- _WRITTEN EXERCISE_
What follows is a block of records; restate each one word for word.

- _TASK INPUT_
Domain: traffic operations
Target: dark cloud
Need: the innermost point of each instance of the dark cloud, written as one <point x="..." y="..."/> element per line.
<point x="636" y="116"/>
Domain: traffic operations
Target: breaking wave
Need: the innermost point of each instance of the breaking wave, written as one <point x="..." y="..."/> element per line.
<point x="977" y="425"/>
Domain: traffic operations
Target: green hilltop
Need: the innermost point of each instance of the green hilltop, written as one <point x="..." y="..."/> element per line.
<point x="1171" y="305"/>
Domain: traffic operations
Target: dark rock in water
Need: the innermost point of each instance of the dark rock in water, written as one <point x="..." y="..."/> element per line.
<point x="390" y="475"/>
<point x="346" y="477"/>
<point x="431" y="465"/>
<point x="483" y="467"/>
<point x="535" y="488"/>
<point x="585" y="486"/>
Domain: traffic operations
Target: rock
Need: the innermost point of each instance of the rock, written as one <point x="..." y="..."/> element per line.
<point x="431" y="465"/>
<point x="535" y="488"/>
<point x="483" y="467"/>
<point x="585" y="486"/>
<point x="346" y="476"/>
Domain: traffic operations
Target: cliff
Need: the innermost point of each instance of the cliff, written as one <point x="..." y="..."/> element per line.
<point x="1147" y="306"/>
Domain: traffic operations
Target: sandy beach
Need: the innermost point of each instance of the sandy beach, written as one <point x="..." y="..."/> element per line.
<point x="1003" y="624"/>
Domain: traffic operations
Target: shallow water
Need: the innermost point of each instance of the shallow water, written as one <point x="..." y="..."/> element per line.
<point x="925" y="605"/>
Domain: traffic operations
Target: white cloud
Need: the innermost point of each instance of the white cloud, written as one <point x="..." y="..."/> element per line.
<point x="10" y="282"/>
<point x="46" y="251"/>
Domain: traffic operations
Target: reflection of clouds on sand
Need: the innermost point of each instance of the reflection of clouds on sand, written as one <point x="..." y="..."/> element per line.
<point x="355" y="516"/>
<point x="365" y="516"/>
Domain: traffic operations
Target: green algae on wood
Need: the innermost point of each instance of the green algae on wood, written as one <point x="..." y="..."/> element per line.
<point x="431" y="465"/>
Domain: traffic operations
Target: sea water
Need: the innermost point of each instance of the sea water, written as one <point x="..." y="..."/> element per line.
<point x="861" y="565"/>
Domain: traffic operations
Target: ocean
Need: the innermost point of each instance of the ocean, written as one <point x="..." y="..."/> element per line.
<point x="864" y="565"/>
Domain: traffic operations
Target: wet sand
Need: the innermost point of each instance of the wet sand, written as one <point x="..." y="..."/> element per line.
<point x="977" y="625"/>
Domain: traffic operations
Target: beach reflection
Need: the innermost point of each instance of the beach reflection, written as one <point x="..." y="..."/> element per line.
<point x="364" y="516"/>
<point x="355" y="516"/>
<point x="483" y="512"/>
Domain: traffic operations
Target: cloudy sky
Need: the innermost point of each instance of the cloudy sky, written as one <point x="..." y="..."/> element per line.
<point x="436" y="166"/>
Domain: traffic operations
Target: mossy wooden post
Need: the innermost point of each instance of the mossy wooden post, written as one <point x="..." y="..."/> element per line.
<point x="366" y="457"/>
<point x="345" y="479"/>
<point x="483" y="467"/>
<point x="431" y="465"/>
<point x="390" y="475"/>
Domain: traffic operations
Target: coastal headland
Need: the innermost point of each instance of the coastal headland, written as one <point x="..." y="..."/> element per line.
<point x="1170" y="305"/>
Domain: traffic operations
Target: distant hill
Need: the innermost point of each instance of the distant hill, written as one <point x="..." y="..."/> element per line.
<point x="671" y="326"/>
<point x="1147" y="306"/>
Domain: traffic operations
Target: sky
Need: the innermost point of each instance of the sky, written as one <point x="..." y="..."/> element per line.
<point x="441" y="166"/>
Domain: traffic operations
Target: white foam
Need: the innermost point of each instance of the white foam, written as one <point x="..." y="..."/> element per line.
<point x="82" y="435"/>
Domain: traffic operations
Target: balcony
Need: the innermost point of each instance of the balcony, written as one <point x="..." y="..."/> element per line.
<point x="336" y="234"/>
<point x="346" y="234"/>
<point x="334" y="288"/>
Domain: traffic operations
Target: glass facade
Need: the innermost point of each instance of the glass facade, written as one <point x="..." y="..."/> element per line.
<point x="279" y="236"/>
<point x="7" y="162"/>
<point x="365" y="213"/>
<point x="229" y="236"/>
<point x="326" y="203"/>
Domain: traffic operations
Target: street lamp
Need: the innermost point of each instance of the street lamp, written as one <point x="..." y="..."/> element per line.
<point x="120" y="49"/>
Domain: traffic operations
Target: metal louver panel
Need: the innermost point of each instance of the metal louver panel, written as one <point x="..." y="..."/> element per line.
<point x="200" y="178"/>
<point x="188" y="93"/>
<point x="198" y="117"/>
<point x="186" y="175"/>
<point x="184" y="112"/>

- _TASK RESULT_
Domain: traffic operations
Target: dark cloud
Need: the innermost point of each instance of the dark cloud, written as one <point x="..." y="..."/> element per line.
<point x="636" y="116"/>
Domain: traffic operations
Target: breaking wave
Need: the innermost point of each instance of the breaking wave, written as one <point x="..." y="..."/> element per line.
<point x="977" y="425"/>
Domain: traffic operations
Target: green hilltop
Need: the innermost point of each instance of the green hilltop, written as one <point x="..." y="..."/> element per line.
<point x="1171" y="305"/>
Domain: traffic operations
Target: dark rock in water
Need: the innermost point of each instance of the dark rock in water, written as one <point x="..." y="..."/> element per line.
<point x="390" y="475"/>
<point x="346" y="477"/>
<point x="431" y="465"/>
<point x="483" y="467"/>
<point x="535" y="488"/>
<point x="585" y="486"/>
Domain: traffic operations
Target: rock
Need: the innermost point of each instance of the rock, written as one <point x="..." y="..."/> element per line.
<point x="431" y="465"/>
<point x="535" y="488"/>
<point x="483" y="467"/>
<point x="585" y="486"/>
<point x="346" y="476"/>
Domain: traffic operations
Target: cliff
Need: the innermost point of each instance of the cliff, written as one <point x="..." y="..."/> element per line.
<point x="1147" y="306"/>
Domain: traffic operations
Target: sandy beach
Need: the innermost point of each instance of the sandy beach, written as one <point x="..." y="..."/> element per line.
<point x="1003" y="624"/>
Domain: traffic operations
Target: shallow water
Need: the innermost point of each instance of the shallow water, written as one <point x="..." y="..."/> element per line.
<point x="925" y="605"/>
Domain: traffic operations
Target: white cloud
Need: the innermost point of each instance of the white cloud, written as one <point x="..." y="..."/> element per line.
<point x="10" y="282"/>
<point x="46" y="251"/>
Domain: traffic operations
Target: reflection of clouds on sand
Need: the innermost point of each instance of the reflection of clouds on sand, written as one <point x="..." y="..."/> element per line.
<point x="355" y="516"/>
<point x="365" y="516"/>
Domain: traffic operations
Target: green algae on wood
Need: the innermost point of each instance of the green algae on wood, written as one <point x="..." y="..."/> element per line.
<point x="431" y="465"/>
Domain: traffic operations
Target: sea water
Need: the innermost point of each instance of the sea water, written as one <point x="..." y="..."/> element per line.
<point x="861" y="565"/>
Domain: traffic operations
Target: ocean
Need: the innermost point of each instance of the ocean, written as one <point x="..." y="..."/> element per line.
<point x="864" y="565"/>
Domain: traffic operations
Target: wet sand
Need: the innermost point of each instance of the wet sand, written as one <point x="..." y="..."/> element per line.
<point x="977" y="625"/>
Domain: traffic operations
Target: beach reflection
Need: the innermost point of each instance of the beach reflection, written as one <point x="..." y="..."/> element per line.
<point x="364" y="516"/>
<point x="355" y="516"/>
<point x="483" y="512"/>
Domain: traffic operations
Target: cloudy sky
Need: the innermost point of each instance of the cloudy sky, written as one <point x="..." y="..."/> element per line.
<point x="436" y="166"/>
Domain: traffic operations
Target: mossy wooden post
Need: the innermost point of each instance of the mossy wooden post, written as one <point x="..." y="..."/> element per line.
<point x="366" y="457"/>
<point x="345" y="479"/>
<point x="483" y="467"/>
<point x="431" y="465"/>
<point x="390" y="475"/>
Domain: traffic operations
Target: coastal headland
Need: the innermost point of each instance of the coastal headland, written as one <point x="..." y="..."/> element per line.
<point x="1170" y="305"/>
Domain: traffic operations
Target: distant hill
Need: the innermost point of each instance of the distant hill, written as one <point x="..." y="..."/> element per line.
<point x="671" y="326"/>
<point x="1147" y="306"/>
Domain: traffic operations
Target: sky
Need: the innermost point of each instance of the sky, written as one <point x="..." y="..."/> element per line.
<point x="441" y="166"/>
Domain: traffic operations
Target: white foam
Need: the innermost point of each instance of the white foam, written as one <point x="..." y="..."/> element per line.
<point x="82" y="435"/>
Domain: traffic operations
Target: balcony
Need: the innermost point of each instance of the balcony, written as one <point x="..." y="..."/> element per line.
<point x="336" y="234"/>
<point x="346" y="234"/>
<point x="334" y="288"/>
Domain: traffic operations
Target: glass facade
Need: the innermost point of each instance of the glass facade, written as one <point x="..." y="..."/> element per line.
<point x="279" y="236"/>
<point x="7" y="162"/>
<point x="365" y="213"/>
<point x="229" y="236"/>
<point x="326" y="203"/>
Domain: traffic operations
Target: street lamp
Need: the innermost point of each instance of the street lamp, written as one <point x="..." y="..."/> element per line.
<point x="120" y="49"/>
Domain: traffic operations
Target: metal louver panel
Need: the innermost point of each instance of the metal louver panel, written as one <point x="..." y="..."/> element per line.
<point x="200" y="178"/>
<point x="188" y="93"/>
<point x="198" y="117"/>
<point x="186" y="175"/>
<point x="184" y="112"/>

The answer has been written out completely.